= Given passage =
-- start --

There are only a handful of educational institutions that can be called emblems of a Thinking India. Just like Oxford and Cambridge separate the best from the rest in Britain, and Ivy League schools attract the most accomplished minds in the US, India can lay claim to just a few colleges with a legacy that is robust enough to mould the mind and shape the soul. St Stephen’s is inarguably one such place. What our IITs are to engineering and science, St Stephen’s is to the world of liberal arts and humanities. When this government proposed an additional 27 per cent quota for OBC students in the IITs and IIMs, we all had an opinion, even if we were never going to study technology or business. We didn’t sidestep or ignore the debate because it was only about a few thousand young people, and we were not one of them.
The quota policy, we believed, impacted the future of India, and we were all stakeholders in that. So it is with St Stephen’s. For those of you who have missed the controversy, here is what the fuss is all about. Under a new officer on special duty (Valson Thampu, my old teacher), the college has increased the overall Christian quota to 40 per cent, of which 25 per cent will be kept aside only for Dalit Christians. A certificate from a church will determine who is a Dalit Christian, and all such applicants will be measured against a cut- off of 60 per cent marks, irrespective of which subject they want to study (students competing in the general category for a seat at St Stephen’s usually need anything upwards of an 85 per cent score.)

-- end --

= Input material =
-- start --

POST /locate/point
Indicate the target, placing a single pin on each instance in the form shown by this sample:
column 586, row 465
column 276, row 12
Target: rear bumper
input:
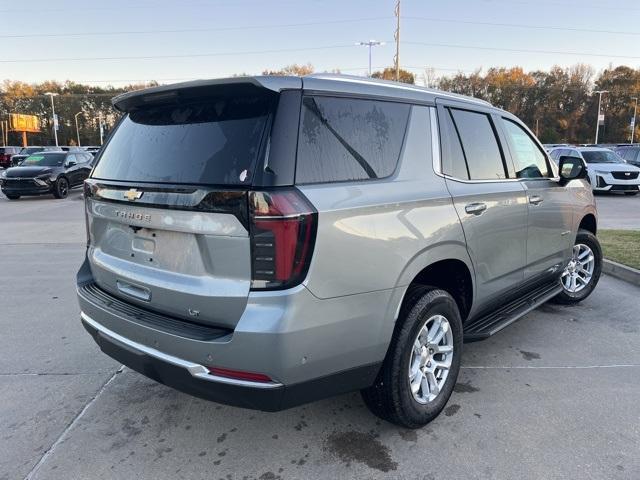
column 609, row 184
column 195, row 379
column 26, row 190
column 311, row 348
column 188, row 377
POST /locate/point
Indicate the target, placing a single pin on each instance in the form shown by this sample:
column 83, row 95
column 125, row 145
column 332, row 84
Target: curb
column 622, row 272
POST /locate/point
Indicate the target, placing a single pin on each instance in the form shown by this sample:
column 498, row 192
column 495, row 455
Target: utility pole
column 55, row 119
column 396, row 36
column 75, row 117
column 370, row 43
column 100, row 124
column 599, row 92
column 633, row 123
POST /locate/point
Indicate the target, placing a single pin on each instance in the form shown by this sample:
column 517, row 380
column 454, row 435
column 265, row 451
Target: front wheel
column 61, row 188
column 423, row 361
column 583, row 271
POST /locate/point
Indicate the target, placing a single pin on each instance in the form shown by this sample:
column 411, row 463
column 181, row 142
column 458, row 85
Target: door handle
column 475, row 208
column 535, row 199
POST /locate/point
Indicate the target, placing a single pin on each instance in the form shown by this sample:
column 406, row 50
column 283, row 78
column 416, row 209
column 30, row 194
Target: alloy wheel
column 431, row 357
column 579, row 271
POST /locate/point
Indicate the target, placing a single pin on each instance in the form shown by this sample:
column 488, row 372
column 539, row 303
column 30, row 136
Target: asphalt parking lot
column 618, row 211
column 553, row 396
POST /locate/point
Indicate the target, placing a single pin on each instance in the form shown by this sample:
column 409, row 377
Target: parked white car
column 608, row 171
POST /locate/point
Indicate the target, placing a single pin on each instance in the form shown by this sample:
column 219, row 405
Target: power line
column 520, row 50
column 303, row 49
column 580, row 5
column 192, row 55
column 190, row 30
column 520, row 25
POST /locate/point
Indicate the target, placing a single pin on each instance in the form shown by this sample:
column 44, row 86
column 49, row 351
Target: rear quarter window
column 346, row 139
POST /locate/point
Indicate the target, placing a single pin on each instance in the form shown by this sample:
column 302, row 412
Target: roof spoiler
column 178, row 92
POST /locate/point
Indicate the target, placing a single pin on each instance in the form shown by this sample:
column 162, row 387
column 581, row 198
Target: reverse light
column 283, row 229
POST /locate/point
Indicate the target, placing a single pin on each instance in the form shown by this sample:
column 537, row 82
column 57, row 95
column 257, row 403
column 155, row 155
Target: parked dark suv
column 5, row 155
column 269, row 241
column 46, row 172
column 26, row 151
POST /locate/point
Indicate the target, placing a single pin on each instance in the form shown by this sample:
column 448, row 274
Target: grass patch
column 622, row 246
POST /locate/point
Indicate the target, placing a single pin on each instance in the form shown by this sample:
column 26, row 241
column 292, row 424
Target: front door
column 491, row 205
column 549, row 237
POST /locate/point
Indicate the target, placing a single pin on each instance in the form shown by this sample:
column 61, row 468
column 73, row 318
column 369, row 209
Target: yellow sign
column 24, row 123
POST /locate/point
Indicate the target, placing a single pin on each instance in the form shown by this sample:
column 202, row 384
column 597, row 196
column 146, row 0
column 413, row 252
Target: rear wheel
column 583, row 271
column 61, row 188
column 423, row 361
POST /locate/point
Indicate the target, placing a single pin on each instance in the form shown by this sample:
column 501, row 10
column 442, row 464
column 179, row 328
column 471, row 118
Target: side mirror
column 571, row 168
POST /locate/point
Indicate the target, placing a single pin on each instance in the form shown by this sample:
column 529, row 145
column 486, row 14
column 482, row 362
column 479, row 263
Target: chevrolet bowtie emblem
column 132, row 194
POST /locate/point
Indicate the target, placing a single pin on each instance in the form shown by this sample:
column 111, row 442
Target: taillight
column 87, row 193
column 283, row 230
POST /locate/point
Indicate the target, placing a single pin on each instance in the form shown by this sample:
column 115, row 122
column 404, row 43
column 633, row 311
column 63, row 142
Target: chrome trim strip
column 195, row 369
column 435, row 141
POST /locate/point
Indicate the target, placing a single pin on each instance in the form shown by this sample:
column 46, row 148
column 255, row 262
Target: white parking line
column 46, row 455
column 556, row 367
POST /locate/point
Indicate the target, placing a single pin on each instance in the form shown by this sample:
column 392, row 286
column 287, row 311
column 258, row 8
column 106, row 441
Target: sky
column 119, row 41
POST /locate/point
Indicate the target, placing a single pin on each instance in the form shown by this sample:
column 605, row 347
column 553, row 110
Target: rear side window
column 344, row 139
column 215, row 142
column 453, row 162
column 528, row 159
column 480, row 146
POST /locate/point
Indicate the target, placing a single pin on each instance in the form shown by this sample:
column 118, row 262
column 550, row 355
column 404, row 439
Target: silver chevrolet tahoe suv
column 269, row 241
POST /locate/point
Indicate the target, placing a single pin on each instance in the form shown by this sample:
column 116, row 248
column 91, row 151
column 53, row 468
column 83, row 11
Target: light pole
column 633, row 125
column 77, row 129
column 370, row 43
column 599, row 92
column 53, row 111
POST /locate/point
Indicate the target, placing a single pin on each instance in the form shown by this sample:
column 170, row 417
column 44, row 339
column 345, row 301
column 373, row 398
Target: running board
column 485, row 326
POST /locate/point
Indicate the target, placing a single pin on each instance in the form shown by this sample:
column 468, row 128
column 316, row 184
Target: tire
column 391, row 397
column 61, row 188
column 568, row 297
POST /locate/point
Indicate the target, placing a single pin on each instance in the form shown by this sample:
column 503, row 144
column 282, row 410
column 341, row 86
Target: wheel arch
column 589, row 223
column 446, row 266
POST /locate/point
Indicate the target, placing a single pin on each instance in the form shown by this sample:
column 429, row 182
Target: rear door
column 71, row 171
column 549, row 238
column 490, row 204
column 167, row 206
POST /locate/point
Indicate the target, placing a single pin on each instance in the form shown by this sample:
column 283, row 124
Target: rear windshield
column 29, row 150
column 601, row 156
column 44, row 160
column 215, row 142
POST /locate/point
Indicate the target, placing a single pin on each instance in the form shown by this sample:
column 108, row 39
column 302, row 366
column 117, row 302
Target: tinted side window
column 349, row 139
column 480, row 145
column 529, row 160
column 453, row 161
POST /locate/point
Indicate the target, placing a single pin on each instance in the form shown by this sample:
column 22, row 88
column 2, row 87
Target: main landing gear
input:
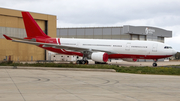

-- end --

= Work to complete =
1. Reproduce the St Stephen's quota text word for word.
2. Report each line of the records that contains the string "side", treating uppercase and lowercase as different.
The text and the records were drawn from separate sources.

= Final answers =
1.
There are only a handful of educational institutions that can be called emblems of a Thinking India. Just like Oxford and Cambridge separate the best from the rest in Britain, and Ivy League schools attract the most accomplished minds in the US, India can lay claim to just a few colleges with a legacy that is robust enough to mould the mind and shape the soul. St Stephen’s is inarguably one such place. What our IITs are to engineering and science, St Stephen’s is to the world of liberal arts and humanities. When this government proposed an additional 27 per cent quota for OBC students in the IITs and IIMs, we all had an opinion, even if we were never going to study technology or business. We didn’t sidestep or ignore the debate because it was only about a few thousand young people, and we were not one of them.
The quota policy, we believed, impacted the future of India, and we were all stakeholders in that. So it is with St Stephen’s. For those of you who have missed the controversy, here is what the fuss is all about. Under a new officer on special duty (Valson Thampu, my old teacher), the college has increased the overall Christian quota to 40 per cent, of which 25 per cent will be kept aside only for Dalit Christians. A certificate from a church will determine who is a Dalit Christian, and all such applicants will be measured against a cut- off of 60 per cent marks, irrespective of which subject they want to study (students competing in the general category for a seat at St Stephen’s usually need anything upwards of an 85 per cent score.)

2.
Target: side mirror
Target: rear side window
Target: tinted side window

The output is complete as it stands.